Extract the records below word for word and ignore the images.

#### Data for the task ####

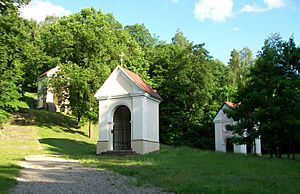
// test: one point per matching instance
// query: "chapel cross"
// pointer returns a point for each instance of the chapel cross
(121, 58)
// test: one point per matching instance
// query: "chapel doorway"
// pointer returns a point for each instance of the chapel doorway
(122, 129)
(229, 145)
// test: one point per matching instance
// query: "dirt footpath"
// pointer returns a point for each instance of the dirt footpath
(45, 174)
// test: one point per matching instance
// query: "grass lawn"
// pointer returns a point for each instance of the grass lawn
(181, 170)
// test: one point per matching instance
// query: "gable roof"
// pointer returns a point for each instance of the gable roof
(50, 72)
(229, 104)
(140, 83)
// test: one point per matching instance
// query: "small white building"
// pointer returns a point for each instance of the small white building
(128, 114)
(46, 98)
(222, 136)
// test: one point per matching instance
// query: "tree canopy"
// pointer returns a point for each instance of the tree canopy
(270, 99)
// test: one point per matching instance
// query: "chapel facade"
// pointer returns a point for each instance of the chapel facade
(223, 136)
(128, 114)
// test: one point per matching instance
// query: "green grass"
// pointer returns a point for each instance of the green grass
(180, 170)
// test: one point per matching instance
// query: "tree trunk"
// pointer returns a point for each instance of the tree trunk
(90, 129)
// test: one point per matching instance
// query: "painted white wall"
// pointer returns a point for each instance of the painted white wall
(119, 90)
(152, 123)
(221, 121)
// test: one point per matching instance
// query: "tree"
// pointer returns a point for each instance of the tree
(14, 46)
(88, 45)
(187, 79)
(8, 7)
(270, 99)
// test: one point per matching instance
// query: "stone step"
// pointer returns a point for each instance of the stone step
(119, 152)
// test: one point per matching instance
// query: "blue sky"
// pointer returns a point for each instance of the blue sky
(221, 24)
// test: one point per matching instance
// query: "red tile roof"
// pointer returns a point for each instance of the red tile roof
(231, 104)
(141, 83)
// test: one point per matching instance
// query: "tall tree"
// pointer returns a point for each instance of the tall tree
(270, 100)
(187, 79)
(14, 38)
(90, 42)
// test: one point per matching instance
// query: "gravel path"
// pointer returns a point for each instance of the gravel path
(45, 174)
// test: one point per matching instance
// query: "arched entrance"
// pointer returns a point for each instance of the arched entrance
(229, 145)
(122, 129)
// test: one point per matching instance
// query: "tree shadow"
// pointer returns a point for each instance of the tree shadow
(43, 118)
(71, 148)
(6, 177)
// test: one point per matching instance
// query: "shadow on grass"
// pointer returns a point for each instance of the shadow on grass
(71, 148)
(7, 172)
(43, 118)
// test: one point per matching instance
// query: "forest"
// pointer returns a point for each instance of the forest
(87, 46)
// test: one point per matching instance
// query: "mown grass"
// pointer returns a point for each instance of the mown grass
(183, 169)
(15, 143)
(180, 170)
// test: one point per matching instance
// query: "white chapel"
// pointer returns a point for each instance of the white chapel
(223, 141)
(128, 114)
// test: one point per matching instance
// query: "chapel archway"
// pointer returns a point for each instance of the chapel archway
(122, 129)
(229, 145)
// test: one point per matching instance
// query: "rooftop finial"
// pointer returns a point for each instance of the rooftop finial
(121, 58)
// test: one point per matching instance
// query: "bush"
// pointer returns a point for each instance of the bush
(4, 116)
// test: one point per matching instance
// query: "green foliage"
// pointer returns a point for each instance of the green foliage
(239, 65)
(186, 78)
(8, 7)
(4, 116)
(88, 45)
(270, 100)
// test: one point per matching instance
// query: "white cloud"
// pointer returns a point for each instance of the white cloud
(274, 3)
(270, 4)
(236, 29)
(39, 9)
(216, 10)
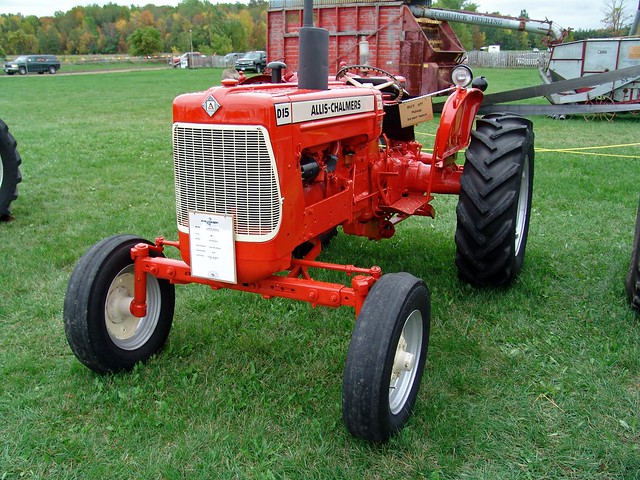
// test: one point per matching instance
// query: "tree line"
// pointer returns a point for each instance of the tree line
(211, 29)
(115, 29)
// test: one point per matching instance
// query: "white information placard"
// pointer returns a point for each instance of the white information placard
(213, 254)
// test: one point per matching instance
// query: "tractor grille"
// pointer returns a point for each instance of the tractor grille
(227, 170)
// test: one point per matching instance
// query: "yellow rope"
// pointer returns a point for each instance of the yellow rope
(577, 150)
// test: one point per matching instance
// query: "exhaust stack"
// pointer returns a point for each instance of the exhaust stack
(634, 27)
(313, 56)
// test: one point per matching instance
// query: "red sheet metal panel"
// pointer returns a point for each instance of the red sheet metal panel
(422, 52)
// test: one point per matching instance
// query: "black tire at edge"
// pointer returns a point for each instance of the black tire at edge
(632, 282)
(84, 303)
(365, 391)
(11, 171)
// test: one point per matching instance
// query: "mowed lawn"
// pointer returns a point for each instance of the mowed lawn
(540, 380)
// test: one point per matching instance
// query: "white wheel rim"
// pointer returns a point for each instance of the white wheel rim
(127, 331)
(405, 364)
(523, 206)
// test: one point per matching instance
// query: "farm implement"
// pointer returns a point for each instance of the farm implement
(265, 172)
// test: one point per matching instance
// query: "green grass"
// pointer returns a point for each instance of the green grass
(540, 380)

####

Solution to this problem:
// test: one point per matching instance
// query: "chapel cross"
// pointer returns a point for each instance of the chapel cross
(121, 58)
// test: one point per matching instance
// query: "chapel doorway"
// pointer returns a point for each instance of the chapel doorway
(122, 129)
(229, 145)
// test: one point per matching instance
// query: "dirt footpath"
// pointer returns a point for each instance of the dirt footpath
(45, 174)
// test: one point per matching instance
// query: "grass lawn"
// pointer returns a point for each instance of the grass lawn
(181, 170)
// test: one point per matching instance
// query: "gable roof"
// pointer returns a point for each instance of the gable roof
(50, 72)
(229, 104)
(140, 83)
// test: one point per matching instance
// query: "small white building"
// pointer returns a point for each instance of the small white building
(128, 114)
(46, 98)
(222, 136)
// test: one point per matching instance
// query: "tree canopy"
// pointer returns a point for each instance of the tree canopy
(270, 99)
// test: one point per matching instance
// query: "chapel facade"
// pointer returns a point for each instance of the chapel facade
(223, 136)
(128, 114)
// test: one point per matching instance
// query: "green grass"
// pointer returns a point for each instance of the green grass
(180, 170)
// test: one point per matching instance
// query: "tree trunk"
// pointer returns a point for each instance of the tree trunk
(90, 129)
// test: one point per matching instance
// query: "painted white wall"
// pointer returns a point for each instance of the painted white wall
(119, 90)
(152, 123)
(221, 121)
// test: one point per matching instance
// query: "tree"
// pointer returns a point for each instance of the tree
(14, 46)
(88, 45)
(187, 79)
(8, 7)
(270, 99)
// test: one point per matching instance
// query: "stone step"
// pointer returns a point for each instance of the stone step
(119, 152)
// test: one point per matching instance
// query: "blue sky"
// pointer returns a point for each instance of the blue sky
(221, 24)
// test: one point per matching instance
// query: "red tile roof"
// pointer returns a point for each instance of the red tile roof
(231, 104)
(141, 83)
// test: one point per matching instance
// query: "tall tree"
// pointer returns a point for each instance of the tall tree
(270, 100)
(187, 79)
(14, 38)
(90, 42)
// test: one point per matching instance
// query: "gravel path"
// pointer returns a point for each instance of the gravel path
(45, 174)
// test: one point per matching instance
// query: "arched entrance"
// pointer returns a point for each instance of the arched entrance
(229, 145)
(122, 129)
// test: one point per matching instance
// query: "tree shadow"
// pointer returns a point for each instance of the tree shadow
(43, 118)
(71, 148)
(6, 177)
// test: one point per matching instance
// query: "shadow on grass"
// pointer returns a point for each instance of the shadow on grass
(71, 148)
(7, 172)
(43, 118)
// test: one point per matching instance
// query: "forest"
// pointer returns a point for each instance of the forest
(87, 46)
// test: one point per matching instance
// query: "mown grass"
// pointer returns a point for each instance of the mown grass
(183, 169)
(15, 143)
(180, 170)
// test: one point per matching instance
// query: "white chapel"
// pointer returns a point for each instance of the white chapel
(223, 141)
(128, 114)
// test: one point per matching instance
// query: "chapel archway"
// pointer returns a point for each instance of the chapel archway
(122, 129)
(229, 145)
// test: one point per matching instance
// query: "rooftop finial"
// pointer returns a point for each instance of the rooftop finial
(121, 58)
// test: one point per matching instance
// query: "bush"
// pointer returns a point for each instance of the bush
(4, 116)
// test: one point per matching instance
// query: "green foliage"
// pointer returns a point for each instance of the green foliage
(239, 65)
(186, 78)
(8, 7)
(4, 116)
(88, 45)
(270, 100)
// test: one point per matching instance
// query: "white cloud"
// pointer returns a point for each instance of the white cloud
(274, 3)
(270, 4)
(236, 29)
(39, 9)
(216, 10)
// test: one point per matching instance
// query: "tree line"
// pointer returns a point for each instance of the tree line
(211, 29)
(115, 29)
// test: one point per matching instance
// query: "white information placard"
// pointer returns a point for each instance of the white information placard
(213, 254)
// test: one point per matching instance
// query: "tractor grille"
// pointer returns a point for each instance of the tractor grille
(227, 170)
// test: one point per matching instance
// query: "yellow rope"
// pointer returns a point for each instance of the yellow rope
(577, 150)
// test: one point per matching instance
// query: "exhaust stack"
// pointer returns a point for each instance of the exhaust stack
(634, 27)
(313, 56)
// test: one point per matching instance
// query: "red sheet metal panel"
// pointer returns a point for each instance of the red sheet metal panel
(422, 52)
// test: one point per matching instance
// query: "black tire at edge"
// pointer returns a point for each instance of the black tire at edge
(632, 282)
(84, 303)
(365, 391)
(11, 171)
// test: one point per matching instance
// query: "mowed lawn"
// pointer returns a point for each instance of the mowed lawn
(540, 380)
// test: one point per matching instance
// query: "white wheel rim"
// pointer returns a point for each instance of the white wheel rim
(127, 331)
(405, 364)
(523, 206)
// test: one point per matching instance
// query: "farm implement"
// pointer returns a point for each instance of the farm implement
(265, 172)
// test: one point per matching instance
// query: "green grass"
// pointer returns a point for each instance of the green grass
(540, 380)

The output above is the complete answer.